● DATASET ROWS
-- start --
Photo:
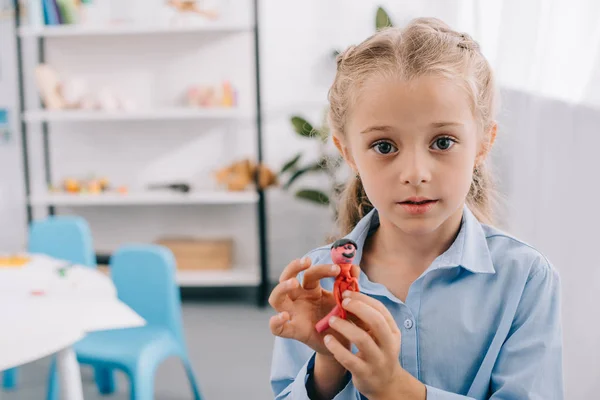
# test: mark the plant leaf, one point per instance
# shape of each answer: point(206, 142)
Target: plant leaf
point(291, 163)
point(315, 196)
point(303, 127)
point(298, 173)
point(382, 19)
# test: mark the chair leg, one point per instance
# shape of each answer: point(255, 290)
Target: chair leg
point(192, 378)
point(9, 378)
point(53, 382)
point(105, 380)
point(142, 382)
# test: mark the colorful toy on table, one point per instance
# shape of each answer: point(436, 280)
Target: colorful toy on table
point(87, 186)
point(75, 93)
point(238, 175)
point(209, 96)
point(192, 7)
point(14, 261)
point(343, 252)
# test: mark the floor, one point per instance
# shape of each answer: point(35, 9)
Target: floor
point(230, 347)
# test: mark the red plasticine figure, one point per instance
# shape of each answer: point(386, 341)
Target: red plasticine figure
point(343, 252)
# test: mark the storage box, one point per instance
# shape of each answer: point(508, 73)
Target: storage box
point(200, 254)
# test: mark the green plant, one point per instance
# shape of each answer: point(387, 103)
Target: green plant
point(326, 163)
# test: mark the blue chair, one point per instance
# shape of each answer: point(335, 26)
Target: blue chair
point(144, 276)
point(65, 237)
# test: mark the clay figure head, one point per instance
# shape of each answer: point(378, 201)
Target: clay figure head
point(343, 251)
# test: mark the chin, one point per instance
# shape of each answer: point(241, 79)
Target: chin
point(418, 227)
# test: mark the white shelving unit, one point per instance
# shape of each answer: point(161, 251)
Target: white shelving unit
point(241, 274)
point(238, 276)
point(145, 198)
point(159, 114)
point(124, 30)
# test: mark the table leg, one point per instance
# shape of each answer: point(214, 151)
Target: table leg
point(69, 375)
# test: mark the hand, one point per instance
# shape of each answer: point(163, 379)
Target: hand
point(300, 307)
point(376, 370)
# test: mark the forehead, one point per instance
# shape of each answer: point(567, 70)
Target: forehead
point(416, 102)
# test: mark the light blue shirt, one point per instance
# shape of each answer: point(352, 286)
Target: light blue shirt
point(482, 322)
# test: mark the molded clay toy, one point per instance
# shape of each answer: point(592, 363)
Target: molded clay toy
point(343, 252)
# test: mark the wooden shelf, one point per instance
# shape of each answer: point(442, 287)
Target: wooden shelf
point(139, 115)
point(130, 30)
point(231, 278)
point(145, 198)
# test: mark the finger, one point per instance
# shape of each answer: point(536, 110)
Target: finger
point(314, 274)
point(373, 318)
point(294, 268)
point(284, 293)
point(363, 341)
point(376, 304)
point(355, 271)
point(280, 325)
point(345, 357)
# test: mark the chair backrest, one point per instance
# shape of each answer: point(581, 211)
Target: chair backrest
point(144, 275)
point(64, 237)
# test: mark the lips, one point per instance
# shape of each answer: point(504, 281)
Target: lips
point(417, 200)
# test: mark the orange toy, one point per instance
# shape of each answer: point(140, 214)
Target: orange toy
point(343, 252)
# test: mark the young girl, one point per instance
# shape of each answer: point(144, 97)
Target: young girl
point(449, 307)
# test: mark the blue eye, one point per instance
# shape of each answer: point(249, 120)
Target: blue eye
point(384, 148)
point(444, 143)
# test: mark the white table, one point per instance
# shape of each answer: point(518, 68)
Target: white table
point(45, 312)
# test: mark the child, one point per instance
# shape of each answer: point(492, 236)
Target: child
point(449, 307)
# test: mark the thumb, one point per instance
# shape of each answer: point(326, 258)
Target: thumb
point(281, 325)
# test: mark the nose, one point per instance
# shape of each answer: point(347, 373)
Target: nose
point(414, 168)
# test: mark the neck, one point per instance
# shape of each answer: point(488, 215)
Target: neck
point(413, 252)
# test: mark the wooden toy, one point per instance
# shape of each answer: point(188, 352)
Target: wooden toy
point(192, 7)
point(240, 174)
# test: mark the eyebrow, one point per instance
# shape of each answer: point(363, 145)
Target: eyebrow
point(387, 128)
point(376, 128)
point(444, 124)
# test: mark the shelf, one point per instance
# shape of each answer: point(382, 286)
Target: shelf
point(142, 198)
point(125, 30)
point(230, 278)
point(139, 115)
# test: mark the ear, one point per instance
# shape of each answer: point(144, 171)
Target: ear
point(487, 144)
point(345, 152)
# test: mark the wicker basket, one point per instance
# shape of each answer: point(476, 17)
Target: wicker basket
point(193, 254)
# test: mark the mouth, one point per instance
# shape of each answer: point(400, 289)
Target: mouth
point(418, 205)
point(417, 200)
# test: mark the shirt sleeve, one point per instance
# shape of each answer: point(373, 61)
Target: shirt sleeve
-- end --
● PROBLEM REQUIREMENTS
Please rewrite all of the records above, changing every "Target" to "Object" and keeping everything else the same. Leave the pictures out of your answer.

● SOLUTION FOR THIS PROBLEM
Photo:
# test: mark the plant leaf, one point per instance
# shape of each answer: point(206, 142)
Object: plant leaf
point(291, 163)
point(315, 196)
point(303, 127)
point(298, 173)
point(382, 19)
# test: mark the chair leg, one point per instance
# shape of each answer: point(255, 290)
Object: chair leg
point(192, 378)
point(9, 378)
point(53, 382)
point(105, 380)
point(142, 382)
# test: mark the colorful toy on table, one point per instance
# shape of each answer: point(436, 280)
Object: colorful toy on table
point(87, 186)
point(75, 93)
point(238, 175)
point(209, 96)
point(192, 7)
point(14, 261)
point(343, 252)
# test: mark the floor, one point per instance
# shape of each answer: point(35, 9)
Object: floor
point(230, 347)
# test: mark the red plasticine figure, one point per instance
# shape of each answer: point(386, 341)
Object: red plasticine figure
point(343, 252)
# test: mark the storage box, one point per instance
# shape of each answer: point(508, 73)
Object: storage box
point(200, 254)
# test: mark the green plant, one point per instance
# shape of each answer: point(387, 103)
Object: green plant
point(326, 163)
# test: mark the blue chair, one point per instance
# shape of each answer: point(335, 26)
Object: blue chair
point(144, 276)
point(65, 237)
# test: mark the clay figure head, one point per instance
# shape of each answer: point(378, 201)
Object: clay figure head
point(343, 251)
# test: mark the chin, one point per instance
# shape of each answer: point(241, 79)
Object: chin
point(418, 227)
# test: mark the white shelving unit, one point per instance
# shape of each answer: point(161, 251)
Object: white shelving unit
point(241, 274)
point(238, 276)
point(145, 198)
point(159, 114)
point(124, 30)
# test: mark the table leg, one point per instance
# shape of each answer: point(214, 151)
Object: table leg
point(69, 375)
# test: mark the hand, one point per instance
# shape of each answer: point(163, 379)
Object: hand
point(300, 307)
point(376, 370)
# test: mark the forehead, one point per instance
# shape of each answer: point(567, 70)
Object: forehead
point(416, 102)
# test: mark the light blue shirt, one point per instance
# shape of each answer: point(352, 286)
Object: light blue shirt
point(482, 322)
# test: mark the molded clay toy, one point per instance
# shape of each answer: point(592, 363)
Object: molded clay toy
point(343, 252)
# test: mark the wooden shelf, one point per instance
# shape of each answer: point(442, 287)
Object: wooden shelf
point(139, 115)
point(130, 30)
point(231, 278)
point(145, 198)
# test: mark the finger, one point per instance
# shape of each answer: point(536, 110)
Object: finger
point(314, 274)
point(373, 318)
point(294, 268)
point(284, 293)
point(363, 341)
point(376, 304)
point(355, 271)
point(280, 325)
point(345, 357)
# test: mark the chair backrest, one point per instance
# shape of each answer: point(581, 211)
Object: chair backrest
point(144, 275)
point(64, 237)
# test: mark the lips, one point per instance
# shape of each answer: point(504, 281)
Object: lips
point(417, 200)
# test: mark the orange toy, one point per instance
# shape of each answer: point(140, 214)
Object: orange toy
point(343, 252)
# test: mark the young girl, one point per instance
# shape of each answer: point(144, 97)
Object: young girl
point(449, 307)
# test: mark the blue eye, one point per instance
# shape of each answer: point(249, 120)
Object: blue eye
point(384, 148)
point(444, 143)
# test: mark the white table, one point per instance
# shape of each answer: point(518, 68)
Object: white table
point(45, 312)
# test: mark the child, one point per instance
# shape of each answer: point(492, 236)
Object: child
point(449, 307)
# test: mark the thumb, one point per instance
# shape of each answer: point(326, 258)
Object: thumb
point(281, 325)
# test: mark the nose, one point per instance
# shape of each answer: point(347, 373)
Object: nose
point(414, 168)
# test: mark the neck, one point per instance
# shape of each answer: point(488, 215)
Object: neck
point(413, 252)
# test: mark the wooden toy, one point per instance
# shape of each answer: point(188, 352)
Object: wooden toy
point(192, 7)
point(240, 174)
# test: mark the eyebrow, one point per instance
# shape of each answer: point(363, 145)
Object: eyebrow
point(387, 128)
point(376, 128)
point(444, 124)
# test: mark the shelf, one point per instance
# shape of each answer: point(382, 286)
Object: shelf
point(142, 198)
point(125, 30)
point(230, 278)
point(139, 115)
# test: mark the ear, one point per instance
# shape of each answer: point(144, 171)
Object: ear
point(487, 144)
point(345, 152)
# test: mark the wicker basket, one point per instance
# shape of each answer: point(476, 17)
Object: wicker basket
point(193, 254)
# test: mark the mouth, one point per instance
# shape of each answer: point(400, 289)
Object: mouth
point(418, 205)
point(417, 200)
# test: mark the shirt sleeve, one point per instance
# shape of each answer: point(373, 61)
Object: shirt sleeve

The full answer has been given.